Point annotation records
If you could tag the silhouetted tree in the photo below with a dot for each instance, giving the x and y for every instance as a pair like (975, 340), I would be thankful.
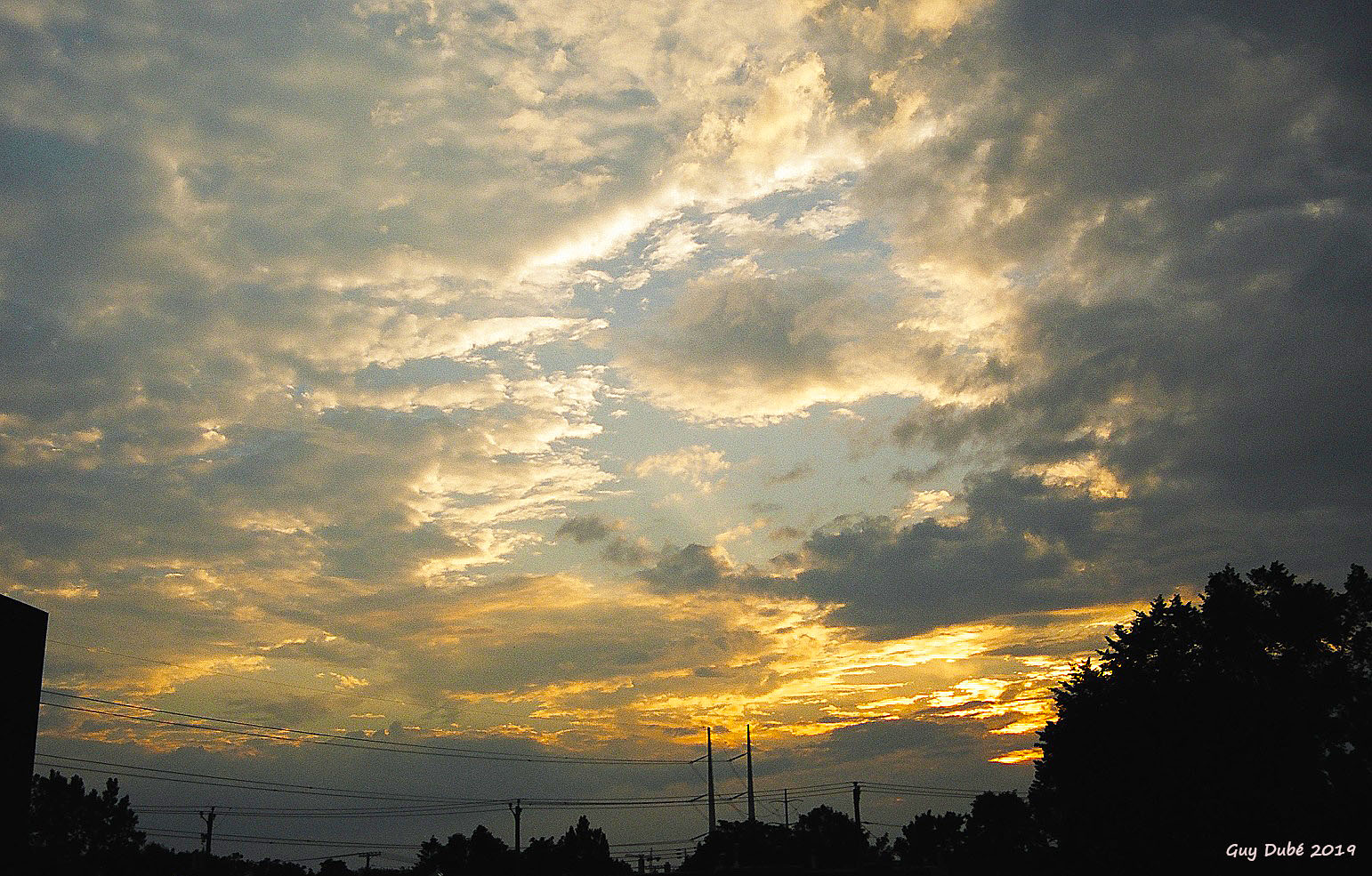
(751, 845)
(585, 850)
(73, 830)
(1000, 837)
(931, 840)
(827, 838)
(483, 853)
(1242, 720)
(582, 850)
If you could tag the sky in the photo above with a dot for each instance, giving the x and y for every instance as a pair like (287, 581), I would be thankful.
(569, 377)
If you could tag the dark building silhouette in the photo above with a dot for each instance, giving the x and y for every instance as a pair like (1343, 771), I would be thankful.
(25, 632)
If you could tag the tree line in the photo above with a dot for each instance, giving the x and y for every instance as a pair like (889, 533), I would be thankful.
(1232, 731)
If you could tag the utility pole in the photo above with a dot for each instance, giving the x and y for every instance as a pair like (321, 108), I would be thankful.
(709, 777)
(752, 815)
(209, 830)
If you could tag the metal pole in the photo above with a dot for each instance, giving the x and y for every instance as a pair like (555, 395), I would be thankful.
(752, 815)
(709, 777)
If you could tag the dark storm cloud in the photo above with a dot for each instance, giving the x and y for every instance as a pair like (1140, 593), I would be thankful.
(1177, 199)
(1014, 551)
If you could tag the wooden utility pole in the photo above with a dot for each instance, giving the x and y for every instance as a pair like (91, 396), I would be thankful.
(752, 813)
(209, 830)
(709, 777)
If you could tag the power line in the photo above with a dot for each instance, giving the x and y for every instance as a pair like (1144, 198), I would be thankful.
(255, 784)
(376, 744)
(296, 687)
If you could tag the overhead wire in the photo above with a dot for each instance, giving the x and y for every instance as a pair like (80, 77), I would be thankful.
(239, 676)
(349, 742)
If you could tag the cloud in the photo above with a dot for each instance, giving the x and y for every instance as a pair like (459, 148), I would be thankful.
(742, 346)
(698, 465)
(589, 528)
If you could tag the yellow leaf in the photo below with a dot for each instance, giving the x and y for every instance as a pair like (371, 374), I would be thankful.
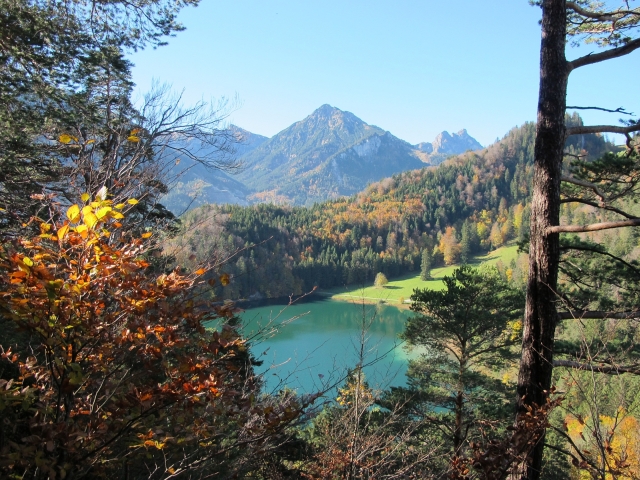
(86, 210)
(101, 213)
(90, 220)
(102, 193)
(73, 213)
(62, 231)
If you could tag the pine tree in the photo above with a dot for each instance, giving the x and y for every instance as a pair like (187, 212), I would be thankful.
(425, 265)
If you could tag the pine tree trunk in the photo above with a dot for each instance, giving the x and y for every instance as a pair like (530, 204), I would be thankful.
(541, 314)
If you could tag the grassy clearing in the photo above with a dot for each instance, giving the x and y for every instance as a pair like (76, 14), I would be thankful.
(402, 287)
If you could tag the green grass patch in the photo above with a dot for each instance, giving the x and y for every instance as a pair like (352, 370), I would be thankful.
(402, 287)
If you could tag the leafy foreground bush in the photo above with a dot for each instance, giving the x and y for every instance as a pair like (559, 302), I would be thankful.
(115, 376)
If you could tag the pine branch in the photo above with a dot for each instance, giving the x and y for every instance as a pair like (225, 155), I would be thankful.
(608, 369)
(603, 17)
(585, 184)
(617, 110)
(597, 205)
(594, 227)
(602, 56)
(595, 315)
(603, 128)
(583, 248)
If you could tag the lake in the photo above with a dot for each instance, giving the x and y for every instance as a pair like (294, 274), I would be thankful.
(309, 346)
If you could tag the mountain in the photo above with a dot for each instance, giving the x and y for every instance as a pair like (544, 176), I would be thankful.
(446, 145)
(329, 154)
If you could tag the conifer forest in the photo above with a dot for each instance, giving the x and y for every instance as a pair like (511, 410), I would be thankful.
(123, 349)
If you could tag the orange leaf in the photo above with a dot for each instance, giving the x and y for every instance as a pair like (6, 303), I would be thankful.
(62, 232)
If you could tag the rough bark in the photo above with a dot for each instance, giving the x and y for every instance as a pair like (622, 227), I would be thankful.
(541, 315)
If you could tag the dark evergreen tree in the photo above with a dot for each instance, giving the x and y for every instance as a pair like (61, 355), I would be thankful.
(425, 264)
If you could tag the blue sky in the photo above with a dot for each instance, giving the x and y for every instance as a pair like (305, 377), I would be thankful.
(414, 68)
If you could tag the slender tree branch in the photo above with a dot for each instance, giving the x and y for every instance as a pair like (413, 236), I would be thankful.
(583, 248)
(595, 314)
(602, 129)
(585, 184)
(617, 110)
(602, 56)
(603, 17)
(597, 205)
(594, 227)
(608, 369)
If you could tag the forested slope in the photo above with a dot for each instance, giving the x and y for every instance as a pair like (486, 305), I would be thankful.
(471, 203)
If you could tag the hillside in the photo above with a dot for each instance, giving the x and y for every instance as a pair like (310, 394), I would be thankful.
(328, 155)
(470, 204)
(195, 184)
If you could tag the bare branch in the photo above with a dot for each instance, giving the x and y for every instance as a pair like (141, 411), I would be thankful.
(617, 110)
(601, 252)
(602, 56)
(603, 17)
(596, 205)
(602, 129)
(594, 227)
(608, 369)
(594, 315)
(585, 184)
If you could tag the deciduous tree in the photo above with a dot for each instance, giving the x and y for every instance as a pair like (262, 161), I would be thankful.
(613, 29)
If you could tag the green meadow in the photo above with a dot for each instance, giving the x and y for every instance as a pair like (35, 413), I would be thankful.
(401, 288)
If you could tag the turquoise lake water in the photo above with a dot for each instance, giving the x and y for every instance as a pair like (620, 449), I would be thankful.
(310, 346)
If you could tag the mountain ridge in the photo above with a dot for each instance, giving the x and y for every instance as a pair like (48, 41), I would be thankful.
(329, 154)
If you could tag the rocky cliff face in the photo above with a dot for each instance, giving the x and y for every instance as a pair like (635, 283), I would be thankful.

▶ _GIVEN TASK_: Only the lines from the one that contains "If you could tag the dark evergreen" to the end of the entries above should be given again, exactly and in full.

▶ _WRITTEN RESPONSE_:
If you could tag the dark evergreen tree in the photo above with a dot for each instance, giving the x and y for every instance as a pair like (61, 355), I would be thankful.
(425, 264)
If you could tag the blue sky in the photo above with a dot for each instance, giving the x and y for every instance as a pair like (305, 377), I would be thankful.
(414, 68)
If you could tag the slender tree branch in the photo above with a dot for each instance, giving the x and y for every instance as a pair like (413, 236), I would be thankful.
(583, 248)
(595, 314)
(602, 129)
(585, 184)
(617, 110)
(602, 56)
(603, 17)
(597, 205)
(594, 227)
(608, 369)
If you could tag the forested slope in the photo above with a dot for each instance, giving the x and y for every instance as a pair like (486, 305), I would be thankful.
(471, 203)
If you could tag the hillside in the photo above with a dot for each instance, giving the x and y for every instance as a pair like (310, 394), I would be thankful.
(328, 155)
(470, 204)
(195, 184)
If you could tag the bare branch in the photo above with a dot for each instance, giving the x and y for every instance as a pair like (141, 411), I would be thankful.
(617, 110)
(601, 252)
(602, 56)
(603, 17)
(596, 205)
(602, 129)
(594, 227)
(608, 369)
(594, 315)
(585, 184)
If you could tag the deciduous tree in the photo above with a dot for each instance, giving the x and y for every instance as a pair like (262, 161), I would be thankful.
(613, 29)
If you could tag the green meadow in the photo above with a dot for each instance, giving the x and y for every instance as a pair like (35, 413), I would be thankful.
(401, 288)
If you could tag the turquoise lake water in the photo above with a dot for each instance, giving the x and y for every instance as a pair like (620, 449), I would be thankful.
(310, 346)
If you could tag the mountain ridge in the photo above with a dot for each instance, giving the x and y for every instance as a pair like (48, 41), I would be thankful.
(329, 154)
If you could tag the rocky cliff face in the photo above with a dot for each instance, giving the x and y for every instance as a pair like (635, 283), I would be thankful.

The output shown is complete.